BEGIN Exercise passage

Brian Dumaine’s new book, The Plot to Save the Planet is an example of the kind of pseudo holistic thinking that passes for environmental responsibility. The plot to save the planet is really a plot to save global capitalism. New billionaires are just waiting to happen, says this book, if we just apply our good old know-how. There’s a green frontier out there to be conquered. The book’s cover shows a man’s chest in an ordinary shirt, but with superhero spandex underneath, hands pulling away at the buttons to reveal the hero within. We can have our endlessly growing economy and save our planet at the same time! You too can be a financial superhero like Warren Buffett or T. Bone Pickens.

Superheroes are about busting limits, but the new technology is not super. Windmills kill birds and bats and might disturb weather patterns if put up in large enough arrays. We don’t know what will happen should we install alternate energy generators at the scale needed to fuel America’s insatiable needs. Tidal generators may disturb sea life and further deplete already emptied oceans. Has anyone wondered about the negative albedo of a huge solar energy array? Or the fact that freeways are harmful to animal lives? Earth is not an infinite cash cow. We have certainly been able to expand her carrying capacity, but that does not mean we can go on as we were. We cannot take without giving back.

The real green frontier is Alaska. But upon encountering a living wilderness, the entrepreneurs can only yell, “Drill, baby, drill!”

Perhaps the current financial crisis is Earth’s way of telling us we’ve reached her credit limit. Our note is due. Which is why it may not be possible to save the planet while glibly reengineering the economy. Earth’s economy is not a market economy. Earth works in cycles, in growth, maturity, decay, death, rebirth. In the market economy, cycles are not acceptable. The economy of earth is flow. There is no waste in the natural world. Wind, water, oxygen, carbon dioxide, nutrition, toxics, all flow in and out, never still, recycling, passing back and forth.

The market economy, on the other hand, always skims a commission whenever something changes hand. It is not exchange. The rest of us can only wonder why we are paying more and more and getting less and less, just as the animals who are the jewels in the earth’s economy, wonder what has become of their food supply, their abundance, their homes.

END Exercise passage
BEGIN Supplied information

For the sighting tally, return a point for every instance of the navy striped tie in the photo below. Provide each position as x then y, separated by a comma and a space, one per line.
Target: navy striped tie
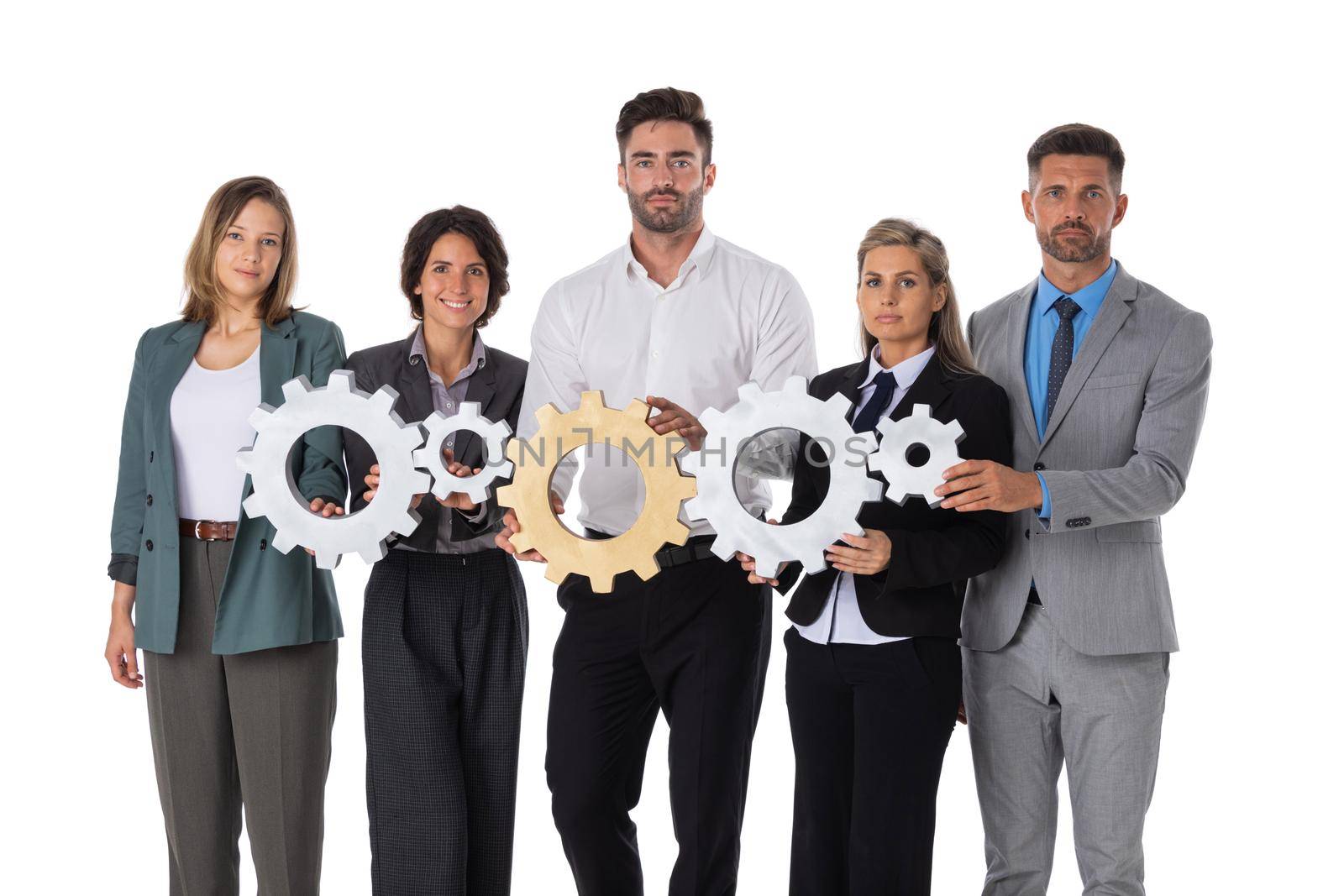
1061, 351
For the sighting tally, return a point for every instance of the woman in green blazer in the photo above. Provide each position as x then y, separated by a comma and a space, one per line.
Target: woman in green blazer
239, 652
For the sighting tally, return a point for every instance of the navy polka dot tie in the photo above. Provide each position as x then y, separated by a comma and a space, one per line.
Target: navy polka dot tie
1061, 351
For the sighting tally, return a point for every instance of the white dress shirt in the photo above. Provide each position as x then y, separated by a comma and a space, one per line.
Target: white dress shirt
727, 317
840, 621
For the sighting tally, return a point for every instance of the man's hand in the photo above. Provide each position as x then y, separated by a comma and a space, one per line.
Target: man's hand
459, 500
749, 566
869, 555
501, 537
326, 508
675, 418
984, 485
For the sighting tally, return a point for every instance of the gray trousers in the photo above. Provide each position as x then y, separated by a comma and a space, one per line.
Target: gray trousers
230, 732
1037, 705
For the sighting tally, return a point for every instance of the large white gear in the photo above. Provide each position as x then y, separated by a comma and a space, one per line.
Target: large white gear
898, 437
438, 426
757, 412
276, 495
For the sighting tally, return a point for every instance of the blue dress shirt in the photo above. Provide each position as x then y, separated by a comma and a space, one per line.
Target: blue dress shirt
1041, 335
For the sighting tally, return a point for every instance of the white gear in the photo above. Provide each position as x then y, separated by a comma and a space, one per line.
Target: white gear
898, 437
276, 495
757, 412
438, 426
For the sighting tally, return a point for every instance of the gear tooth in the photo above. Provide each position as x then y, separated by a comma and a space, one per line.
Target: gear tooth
282, 542
296, 389
344, 382
255, 506
601, 582
260, 414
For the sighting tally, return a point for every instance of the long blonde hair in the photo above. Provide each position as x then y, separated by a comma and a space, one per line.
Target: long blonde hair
945, 328
205, 298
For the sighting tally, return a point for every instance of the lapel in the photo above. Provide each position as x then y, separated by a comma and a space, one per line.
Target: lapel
1115, 311
927, 389
414, 401
480, 387
1019, 312
171, 364
279, 347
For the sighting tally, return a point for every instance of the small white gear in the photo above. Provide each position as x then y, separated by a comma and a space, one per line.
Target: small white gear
276, 495
438, 426
898, 437
757, 412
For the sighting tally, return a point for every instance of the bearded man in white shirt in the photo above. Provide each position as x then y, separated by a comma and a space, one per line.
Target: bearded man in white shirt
679, 318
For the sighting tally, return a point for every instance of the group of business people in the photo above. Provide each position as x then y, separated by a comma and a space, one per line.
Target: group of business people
1081, 396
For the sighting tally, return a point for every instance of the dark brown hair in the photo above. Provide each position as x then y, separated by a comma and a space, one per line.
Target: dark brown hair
470, 223
203, 293
665, 103
1075, 140
945, 328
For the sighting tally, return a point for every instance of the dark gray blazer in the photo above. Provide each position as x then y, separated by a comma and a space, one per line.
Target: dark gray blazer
499, 390
1115, 457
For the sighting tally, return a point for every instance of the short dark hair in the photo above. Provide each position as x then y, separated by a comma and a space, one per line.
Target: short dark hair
665, 103
1077, 140
470, 223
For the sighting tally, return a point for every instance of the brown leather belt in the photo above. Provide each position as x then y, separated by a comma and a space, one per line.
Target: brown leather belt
208, 530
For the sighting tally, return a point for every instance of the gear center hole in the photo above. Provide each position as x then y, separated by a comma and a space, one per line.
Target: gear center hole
763, 470
602, 469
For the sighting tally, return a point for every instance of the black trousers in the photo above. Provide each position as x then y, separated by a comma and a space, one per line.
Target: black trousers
870, 727
694, 642
445, 647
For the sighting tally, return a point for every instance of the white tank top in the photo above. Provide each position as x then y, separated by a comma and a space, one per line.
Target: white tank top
208, 414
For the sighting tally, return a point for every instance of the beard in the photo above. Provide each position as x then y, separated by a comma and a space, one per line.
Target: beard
1073, 249
667, 221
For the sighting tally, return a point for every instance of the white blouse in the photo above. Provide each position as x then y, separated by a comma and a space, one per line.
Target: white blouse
208, 414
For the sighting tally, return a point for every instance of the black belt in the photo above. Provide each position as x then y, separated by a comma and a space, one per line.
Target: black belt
696, 548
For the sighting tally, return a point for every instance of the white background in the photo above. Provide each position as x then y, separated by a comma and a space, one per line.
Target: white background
121, 120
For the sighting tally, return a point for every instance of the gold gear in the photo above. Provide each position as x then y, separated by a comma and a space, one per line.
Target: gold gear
598, 559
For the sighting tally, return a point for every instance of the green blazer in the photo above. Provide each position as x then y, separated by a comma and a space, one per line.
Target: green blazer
269, 600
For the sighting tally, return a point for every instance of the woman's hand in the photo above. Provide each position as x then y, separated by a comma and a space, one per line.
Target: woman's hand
871, 553
121, 645
749, 566
459, 500
501, 537
326, 508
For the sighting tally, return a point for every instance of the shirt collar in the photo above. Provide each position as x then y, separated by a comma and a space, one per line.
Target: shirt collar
1089, 297
699, 257
472, 365
906, 371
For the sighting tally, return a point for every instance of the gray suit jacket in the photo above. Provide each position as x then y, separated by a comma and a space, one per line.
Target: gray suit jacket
1115, 458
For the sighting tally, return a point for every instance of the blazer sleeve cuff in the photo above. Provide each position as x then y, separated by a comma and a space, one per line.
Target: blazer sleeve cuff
124, 569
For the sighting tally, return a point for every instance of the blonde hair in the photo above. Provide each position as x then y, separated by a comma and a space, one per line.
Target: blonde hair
205, 297
945, 328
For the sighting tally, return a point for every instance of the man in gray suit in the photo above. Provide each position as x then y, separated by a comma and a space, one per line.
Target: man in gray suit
1066, 642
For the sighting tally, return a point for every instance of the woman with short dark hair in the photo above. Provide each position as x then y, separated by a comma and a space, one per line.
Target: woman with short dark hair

END Supplied information

— Activities —
1. Translate this sentence from the essay on The Plot to Save the Planet into Spanish: "There is no waste in the natural world."
2. Print the part of the essay starting at the words "Brian Dumaine’s new" and stopping after "T. Bone Pickens.".
The records come from a separate source, unrelated to the essay.

— Problem solutions —
1. No hay desperdicio en el mundo natural.

2.
Brian Dumaine’s new book, The Plot to Save the Planet is an example of the kind of pseudo holistic thinking that passes for environmental responsibility. The plot to save the planet is really a plot to save global capitalism. New billionaires are just waiting to happen, says this book, if we just apply our good old know-how. There’s a green frontier out there to be conquered. The book’s cover shows a man’s chest in an ordinary shirt, but with superhero spandex underneath, hands pulling away at the buttons to reveal the hero within. We can have our endlessly growing economy and save our planet at the same time! You too can be a financial superhero like Warren Buffett or T. Bone Pickens.